Short exercise 1:
Repeat the stretch of the matrix transpose passage from "Table 2: Performance" through "sizes of matrices.".

Text block:
Table 2: Performance Comparison for the Matrix Transpose Operation - Alternate Method
(Transpose Result Written to Separate Destination Matrix)

Performance numbers for the alternate method are listed in Table 2 for several matrix sizes. The first three columns of data show the performance for matrix sizes which are fully contained in the 16K byte data cache in the processors with MMX Technology. The performance of the alternate method suffers from write buffer stalls for all sizes of matrices.

Short exercise 2:
Convert the stretch of the data entries from the line containing "of the knife" through the line containing "[1241, 759]" into a JSON list of strings with one string per line, omitting blank lines.

[Data entries]
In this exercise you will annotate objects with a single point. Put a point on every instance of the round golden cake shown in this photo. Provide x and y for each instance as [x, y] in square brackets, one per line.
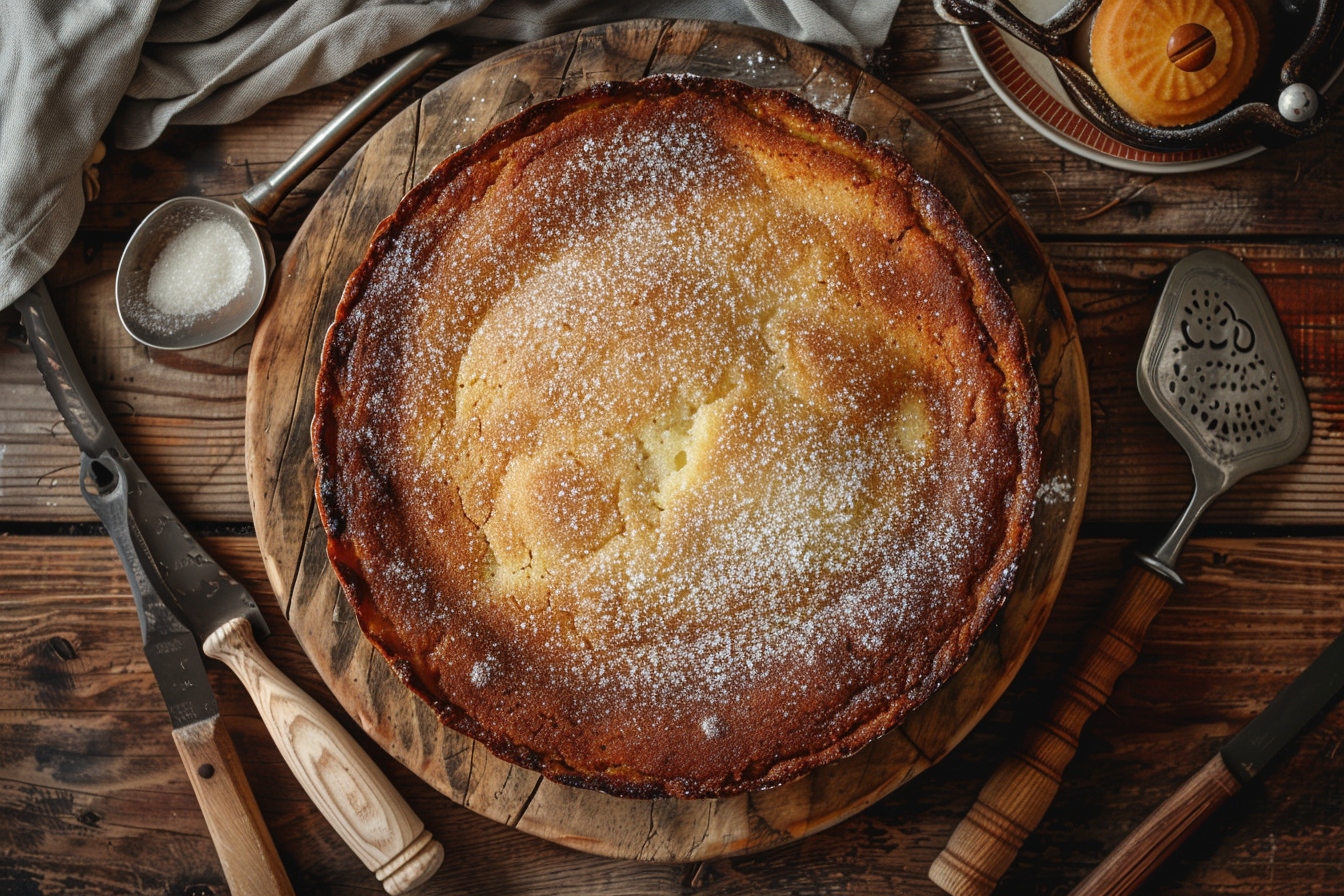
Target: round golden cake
[1173, 62]
[672, 439]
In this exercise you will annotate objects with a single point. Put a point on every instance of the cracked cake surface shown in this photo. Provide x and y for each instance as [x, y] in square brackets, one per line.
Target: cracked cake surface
[674, 439]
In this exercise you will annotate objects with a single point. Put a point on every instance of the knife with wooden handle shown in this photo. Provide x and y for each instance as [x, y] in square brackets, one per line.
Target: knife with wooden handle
[246, 850]
[1241, 759]
[344, 783]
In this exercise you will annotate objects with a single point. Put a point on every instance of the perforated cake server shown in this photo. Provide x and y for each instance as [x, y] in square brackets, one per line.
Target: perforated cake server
[1216, 372]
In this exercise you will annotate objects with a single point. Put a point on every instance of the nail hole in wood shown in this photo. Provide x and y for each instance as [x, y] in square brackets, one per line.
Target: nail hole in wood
[62, 648]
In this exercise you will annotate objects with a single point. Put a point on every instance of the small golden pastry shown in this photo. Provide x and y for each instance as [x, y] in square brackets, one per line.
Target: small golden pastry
[672, 439]
[1178, 62]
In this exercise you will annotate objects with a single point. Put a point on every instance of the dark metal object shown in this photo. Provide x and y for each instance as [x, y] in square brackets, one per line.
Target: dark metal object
[172, 562]
[247, 215]
[1156, 837]
[1216, 372]
[1288, 713]
[1307, 69]
[170, 646]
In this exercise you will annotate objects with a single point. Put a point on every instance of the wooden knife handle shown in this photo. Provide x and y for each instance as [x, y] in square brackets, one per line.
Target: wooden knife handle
[1015, 798]
[1159, 834]
[246, 850]
[344, 783]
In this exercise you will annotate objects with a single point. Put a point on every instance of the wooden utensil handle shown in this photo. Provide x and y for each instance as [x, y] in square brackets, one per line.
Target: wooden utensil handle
[246, 850]
[350, 790]
[1015, 798]
[1159, 834]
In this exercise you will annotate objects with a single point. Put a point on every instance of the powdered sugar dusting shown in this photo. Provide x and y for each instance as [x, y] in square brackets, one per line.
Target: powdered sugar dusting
[649, 443]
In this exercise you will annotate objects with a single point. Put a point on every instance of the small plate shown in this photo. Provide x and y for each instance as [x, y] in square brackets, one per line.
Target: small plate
[1026, 81]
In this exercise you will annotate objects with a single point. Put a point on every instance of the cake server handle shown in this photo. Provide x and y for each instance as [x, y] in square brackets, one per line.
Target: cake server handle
[352, 793]
[261, 200]
[1015, 798]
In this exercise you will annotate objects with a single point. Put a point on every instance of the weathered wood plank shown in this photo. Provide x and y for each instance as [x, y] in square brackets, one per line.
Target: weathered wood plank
[1139, 472]
[96, 798]
[1289, 191]
[280, 410]
[187, 431]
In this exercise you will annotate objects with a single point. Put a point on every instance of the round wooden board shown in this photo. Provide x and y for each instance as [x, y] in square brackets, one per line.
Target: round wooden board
[280, 472]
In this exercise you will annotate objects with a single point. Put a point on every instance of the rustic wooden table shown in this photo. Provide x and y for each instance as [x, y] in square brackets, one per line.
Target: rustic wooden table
[94, 797]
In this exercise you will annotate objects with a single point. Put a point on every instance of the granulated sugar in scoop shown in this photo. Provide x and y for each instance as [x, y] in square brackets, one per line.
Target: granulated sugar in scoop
[199, 270]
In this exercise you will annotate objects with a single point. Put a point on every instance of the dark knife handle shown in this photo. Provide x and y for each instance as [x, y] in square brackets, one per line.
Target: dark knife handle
[246, 850]
[65, 380]
[172, 560]
[1159, 834]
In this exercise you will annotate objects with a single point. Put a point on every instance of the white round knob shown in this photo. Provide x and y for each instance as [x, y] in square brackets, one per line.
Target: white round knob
[1297, 102]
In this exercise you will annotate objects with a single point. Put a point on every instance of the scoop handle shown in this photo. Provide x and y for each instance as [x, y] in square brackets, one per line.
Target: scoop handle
[1015, 798]
[342, 781]
[261, 200]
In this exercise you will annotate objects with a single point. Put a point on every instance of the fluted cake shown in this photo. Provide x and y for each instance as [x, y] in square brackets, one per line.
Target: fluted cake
[674, 439]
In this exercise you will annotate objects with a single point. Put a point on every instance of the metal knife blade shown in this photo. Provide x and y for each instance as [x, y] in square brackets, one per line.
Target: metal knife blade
[1156, 837]
[163, 559]
[1286, 715]
[172, 560]
[243, 844]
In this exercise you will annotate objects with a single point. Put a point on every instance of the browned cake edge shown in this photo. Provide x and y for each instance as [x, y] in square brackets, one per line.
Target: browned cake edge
[1005, 345]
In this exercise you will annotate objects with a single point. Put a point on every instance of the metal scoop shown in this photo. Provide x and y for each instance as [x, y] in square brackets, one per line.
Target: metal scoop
[247, 216]
[1215, 370]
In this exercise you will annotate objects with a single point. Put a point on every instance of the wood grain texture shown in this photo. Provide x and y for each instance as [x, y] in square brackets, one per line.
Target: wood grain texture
[286, 353]
[1159, 834]
[336, 774]
[183, 414]
[1019, 793]
[93, 794]
[246, 852]
[96, 798]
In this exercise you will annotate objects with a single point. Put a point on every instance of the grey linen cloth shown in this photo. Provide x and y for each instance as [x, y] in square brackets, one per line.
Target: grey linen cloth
[66, 67]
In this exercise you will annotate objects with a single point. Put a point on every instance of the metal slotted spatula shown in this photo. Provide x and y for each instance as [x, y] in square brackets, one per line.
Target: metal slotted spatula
[1216, 371]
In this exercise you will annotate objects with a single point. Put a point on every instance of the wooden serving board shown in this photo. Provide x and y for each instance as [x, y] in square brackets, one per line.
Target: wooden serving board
[280, 472]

Full solution 1:
Table 2: Performance Comparison for the Matrix Transpose Operation - Alternate Method
(Transpose Result Written to Separate Destination Matrix)

Performance numbers for the alternate method are listed in Table 2 for several matrix sizes. The first three columns of data show the performance for matrix sizes which are fully contained in the 16K byte data cache in the processors with MMX Technology. The performance of the alternate method suffers from write buffer stalls for all sizes of matrices.

Full solution 2:
[
  "In this exercise you will annotate objects with a single point. Put a point on every instance of the knife with wooden handle shown in this photo. Provide x and y for each instance as [x, y] in square brackets, one per line.",
  "Target: knife with wooden handle",
  "[246, 850]",
  "[1241, 759]"
]